Reading text
BEGIN

I disagree. In a universe where being gay is a choice, there are many additional assumptions to be made that make that extend to effects on others besides yourself. I mentioned a few. I think the trans example is particularly salient, though uncomfortable.

> No it isn't, because the argument to ban gay conversion camps is based on the fundamental principle of consent. That's why the predominant conversation is about _forced_ conversion therapy with additional important conversations about whether adults are able to consent to it.

I disagree. The reason there are movements to ban them is that they're detrimental pseudo science with evidence of harm. There's plenty of alternative places to ship kids that they don't want to go to that we deal with. Religious camps and what not. In a world where being gay is 100% just a choice people make, gay conversion camps might still be ineffective, but at worst they're just trying to change someone's mind.

END

Information supplied
BEGIN

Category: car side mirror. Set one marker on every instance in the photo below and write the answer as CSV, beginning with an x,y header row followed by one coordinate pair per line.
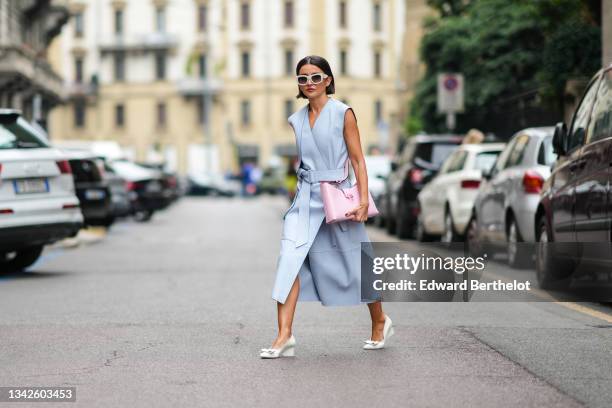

END

Could you carry on the comment about conversion camps and consent from the point where it stops? The listing is separate material and has no connection to the comment.

If you want to evaluate the ethics of accepting homosexuality if its a choice, you have to first center your world view in all of the side effects that entails. Which is annoying because a lot of them are also misinformed conservative talking points. But its not just people are instead having gay sex by choice and that's the only difference. Now there is a conversation to be had over how that choice is being made across society.


What we should respect it what is not harmful. Hate and homophobia are oppressive and destructive. People having sex is not. So some things deserve to be fought and limited whilst the other does not.


A group of people getting sex changes is arguably destructive if it's just due to a whim. Look at the suicide rates. In the real world where it's not a choice, I'd look to blame bigots for a lot of those suicide rates. In the world where it is completely a choice, I'd look to blame people who encouraged them along that path as the proximate cause.

That's a pretty gross perspective to write out, and I don't really want to write such things anymore, so I'll likely stop. But there's a perspective, and from what I casually observe, is a genuine concern among some more conservative leaning folks. People are concerned that young people are being pushed into harmful surgeries. To some dumb extent, they have a point if trans feelings are "just a choice". They have no point in reality, because it's not a choice.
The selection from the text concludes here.